_Input records_
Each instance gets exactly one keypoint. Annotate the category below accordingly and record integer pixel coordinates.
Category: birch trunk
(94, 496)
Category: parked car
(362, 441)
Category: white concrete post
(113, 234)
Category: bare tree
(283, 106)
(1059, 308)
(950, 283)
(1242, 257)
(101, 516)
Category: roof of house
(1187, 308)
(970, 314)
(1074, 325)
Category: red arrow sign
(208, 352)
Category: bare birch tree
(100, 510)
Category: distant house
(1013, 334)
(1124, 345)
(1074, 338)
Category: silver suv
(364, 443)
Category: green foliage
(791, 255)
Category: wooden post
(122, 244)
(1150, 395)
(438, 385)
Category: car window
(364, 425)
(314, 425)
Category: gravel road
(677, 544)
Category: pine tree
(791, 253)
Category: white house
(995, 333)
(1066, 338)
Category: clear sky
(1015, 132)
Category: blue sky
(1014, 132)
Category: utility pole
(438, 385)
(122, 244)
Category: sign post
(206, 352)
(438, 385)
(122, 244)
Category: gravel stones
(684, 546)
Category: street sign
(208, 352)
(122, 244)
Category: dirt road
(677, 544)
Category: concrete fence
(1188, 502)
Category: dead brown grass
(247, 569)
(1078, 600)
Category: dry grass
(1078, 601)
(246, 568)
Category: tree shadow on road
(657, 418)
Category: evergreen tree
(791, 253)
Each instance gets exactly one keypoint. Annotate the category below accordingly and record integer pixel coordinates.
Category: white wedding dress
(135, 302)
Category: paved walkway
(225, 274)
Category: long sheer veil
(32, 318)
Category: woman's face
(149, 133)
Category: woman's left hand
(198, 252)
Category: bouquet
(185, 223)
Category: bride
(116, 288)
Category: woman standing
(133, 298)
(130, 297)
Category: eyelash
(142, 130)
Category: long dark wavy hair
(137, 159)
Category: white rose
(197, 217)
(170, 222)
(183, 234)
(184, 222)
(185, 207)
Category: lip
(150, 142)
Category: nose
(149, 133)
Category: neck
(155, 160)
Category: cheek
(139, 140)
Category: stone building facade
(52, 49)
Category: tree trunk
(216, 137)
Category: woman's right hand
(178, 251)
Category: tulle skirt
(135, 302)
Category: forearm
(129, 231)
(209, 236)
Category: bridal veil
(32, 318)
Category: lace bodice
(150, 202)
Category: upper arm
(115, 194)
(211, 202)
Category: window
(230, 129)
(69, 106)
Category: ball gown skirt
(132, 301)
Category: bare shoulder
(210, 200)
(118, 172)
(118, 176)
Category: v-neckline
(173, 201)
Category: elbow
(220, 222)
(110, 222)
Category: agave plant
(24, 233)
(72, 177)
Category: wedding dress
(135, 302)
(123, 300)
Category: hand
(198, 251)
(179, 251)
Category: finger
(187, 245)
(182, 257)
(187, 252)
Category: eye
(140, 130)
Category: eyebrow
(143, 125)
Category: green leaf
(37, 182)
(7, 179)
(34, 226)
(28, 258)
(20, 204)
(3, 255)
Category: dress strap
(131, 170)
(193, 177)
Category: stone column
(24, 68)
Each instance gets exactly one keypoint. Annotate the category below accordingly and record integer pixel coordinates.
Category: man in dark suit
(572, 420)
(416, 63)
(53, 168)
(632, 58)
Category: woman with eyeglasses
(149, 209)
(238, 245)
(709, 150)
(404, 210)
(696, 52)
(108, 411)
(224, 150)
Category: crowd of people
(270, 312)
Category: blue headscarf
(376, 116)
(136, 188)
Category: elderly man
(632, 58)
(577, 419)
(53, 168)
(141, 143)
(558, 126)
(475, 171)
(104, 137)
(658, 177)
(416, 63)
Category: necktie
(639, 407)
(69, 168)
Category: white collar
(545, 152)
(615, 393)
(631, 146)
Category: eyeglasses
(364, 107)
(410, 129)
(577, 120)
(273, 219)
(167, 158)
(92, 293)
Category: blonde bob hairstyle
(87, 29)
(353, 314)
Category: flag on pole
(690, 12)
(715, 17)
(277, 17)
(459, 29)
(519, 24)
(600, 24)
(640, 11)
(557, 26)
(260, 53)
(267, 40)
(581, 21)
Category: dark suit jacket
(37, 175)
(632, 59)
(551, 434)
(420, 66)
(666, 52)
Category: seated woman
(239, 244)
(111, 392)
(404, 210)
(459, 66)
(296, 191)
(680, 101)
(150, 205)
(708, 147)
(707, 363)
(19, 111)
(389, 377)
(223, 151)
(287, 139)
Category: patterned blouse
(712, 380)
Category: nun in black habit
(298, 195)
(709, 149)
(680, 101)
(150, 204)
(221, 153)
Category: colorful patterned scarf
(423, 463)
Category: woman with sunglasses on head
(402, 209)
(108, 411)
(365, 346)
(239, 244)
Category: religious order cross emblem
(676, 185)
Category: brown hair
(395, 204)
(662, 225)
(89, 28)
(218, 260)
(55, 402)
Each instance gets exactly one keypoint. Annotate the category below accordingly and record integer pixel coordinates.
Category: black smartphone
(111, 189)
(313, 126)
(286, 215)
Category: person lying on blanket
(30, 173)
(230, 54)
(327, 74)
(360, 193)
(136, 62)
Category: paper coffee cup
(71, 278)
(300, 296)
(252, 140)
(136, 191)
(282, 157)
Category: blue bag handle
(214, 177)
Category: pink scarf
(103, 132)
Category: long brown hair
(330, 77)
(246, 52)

_To do_
Go back to the listing above and please repeat it exactly.

_Completed task_
Each instance gets exactly one keypoint. Annotate the category below accordingly and record integer pixel coordinates.
Category: birch trunk
(94, 496)
Category: parked car
(362, 441)
Category: white concrete post
(113, 234)
Category: bare tree
(283, 106)
(1059, 308)
(950, 283)
(1242, 257)
(101, 516)
Category: roof of house
(1187, 308)
(970, 314)
(1074, 325)
Category: red arrow sign
(208, 352)
Category: bare birch tree
(100, 510)
Category: distant house
(1013, 334)
(1124, 345)
(1074, 338)
Category: silver suv
(364, 443)
Category: green foliage
(791, 255)
Category: wooden post
(122, 244)
(1150, 395)
(438, 385)
Category: car window
(364, 425)
(314, 425)
Category: gravel road
(677, 544)
Category: pine tree
(791, 253)
Category: white house
(995, 333)
(1066, 338)
Category: clear sky
(1015, 132)
Category: blue sky
(1014, 132)
Category: utility pole
(438, 385)
(122, 244)
Category: sign post
(206, 352)
(438, 385)
(122, 244)
Category: gravel stones
(684, 546)
Category: street sign
(208, 352)
(122, 244)
Category: dirt road
(677, 544)
Category: concrete fence
(1188, 502)
Category: dead brown grass
(247, 569)
(1078, 600)
Category: dry grass
(1078, 601)
(246, 568)
Category: tree shadow on road
(657, 418)
Category: evergreen tree
(791, 253)
Each instance gets exactly one keypoint. Annotate the category below accordingly and record integer pixel coordinates.
Category: white wedding dress
(135, 302)
Category: paved walkway
(225, 274)
Category: long sheer veil
(32, 318)
Category: woman's face
(149, 133)
Category: woman's left hand
(198, 252)
Category: bouquet
(185, 223)
Category: bride
(116, 288)
Category: woman standing
(133, 298)
(130, 297)
Category: eyelash
(142, 130)
Category: long dark wavy hair
(137, 159)
Category: white rose
(197, 217)
(170, 222)
(183, 234)
(184, 222)
(185, 207)
Category: lip
(150, 142)
Category: nose
(149, 133)
Category: neck
(155, 160)
Category: cheek
(139, 140)
Category: stone building facade
(52, 49)
Category: tree trunk
(216, 137)
Category: woman's right hand
(178, 251)
Category: tulle skirt
(135, 302)
Category: forearm
(129, 231)
(209, 236)
Category: bridal veil
(32, 318)
Category: lace bodice
(150, 202)
Category: upper arm
(115, 194)
(211, 202)
Category: window
(230, 129)
(69, 106)
Category: ball gown skirt
(132, 301)
Category: bare shoulder
(210, 200)
(118, 172)
(118, 176)
Category: v-neckline
(173, 201)
Category: elbow
(220, 222)
(110, 222)
Category: agave plant
(24, 233)
(72, 177)
Category: wedding dress
(135, 302)
(123, 300)
Category: hand
(198, 251)
(179, 251)
Category: finger
(187, 245)
(182, 257)
(187, 252)
Category: eye
(140, 130)
Category: eyebrow
(143, 125)
Category: green leaf
(37, 182)
(7, 179)
(34, 226)
(28, 258)
(20, 204)
(3, 255)
Category: dress strap
(131, 170)
(193, 177)
Category: stone column
(24, 68)
Each instance gets exactly one keypoint. Annotate the category below accordingly and record integer pixel coordinates.
Category: man in dark suit
(572, 420)
(416, 63)
(53, 168)
(632, 58)
Category: woman with eyeglasses
(149, 209)
(238, 245)
(709, 150)
(404, 210)
(696, 52)
(108, 411)
(224, 150)
Category: crowd of people
(270, 312)
Category: blue headscarf
(376, 116)
(136, 188)
Category: elderly man
(632, 58)
(577, 419)
(53, 168)
(141, 143)
(558, 126)
(475, 171)
(104, 137)
(658, 177)
(416, 63)
Category: necktie
(639, 407)
(69, 168)
Category: white collar
(545, 152)
(615, 393)
(631, 146)
Category: eyeglasses
(364, 107)
(410, 129)
(577, 120)
(273, 219)
(167, 158)
(92, 293)
Category: blonde bob hairstyle
(87, 29)
(353, 314)
Category: flag on pole
(690, 12)
(715, 17)
(277, 17)
(459, 29)
(519, 24)
(600, 24)
(640, 11)
(557, 26)
(260, 53)
(267, 40)
(581, 21)
Category: dark suit jacket
(37, 175)
(632, 59)
(551, 434)
(420, 66)
(666, 52)
Category: seated woman
(239, 244)
(111, 392)
(404, 210)
(459, 66)
(296, 191)
(680, 101)
(150, 205)
(708, 147)
(707, 363)
(19, 111)
(389, 377)
(223, 151)
(287, 139)
Category: patterned blouse
(712, 380)
Category: nun in black habit
(298, 195)
(709, 149)
(680, 101)
(150, 204)
(221, 153)
Category: colorful patterned scarf
(423, 463)
Category: woman with sunglasses on head
(402, 209)
(108, 411)
(365, 346)
(239, 244)
Category: religious order cross emblem
(676, 185)
Category: brown hair
(395, 204)
(662, 225)
(89, 28)
(218, 260)
(55, 402)
Each instance gets exactly one keypoint. Annotate the category below accordingly and record integer pixel coordinates.
Category: black smartphone
(111, 189)
(313, 126)
(286, 215)
Category: person lying on blanket
(30, 173)
(230, 54)
(327, 74)
(360, 193)
(136, 62)
Category: paper coffee cup
(71, 278)
(300, 296)
(252, 140)
(136, 191)
(282, 157)
Category: blue bag handle
(214, 177)
Category: pink scarf
(103, 132)
Category: long brown hair
(330, 77)
(246, 52)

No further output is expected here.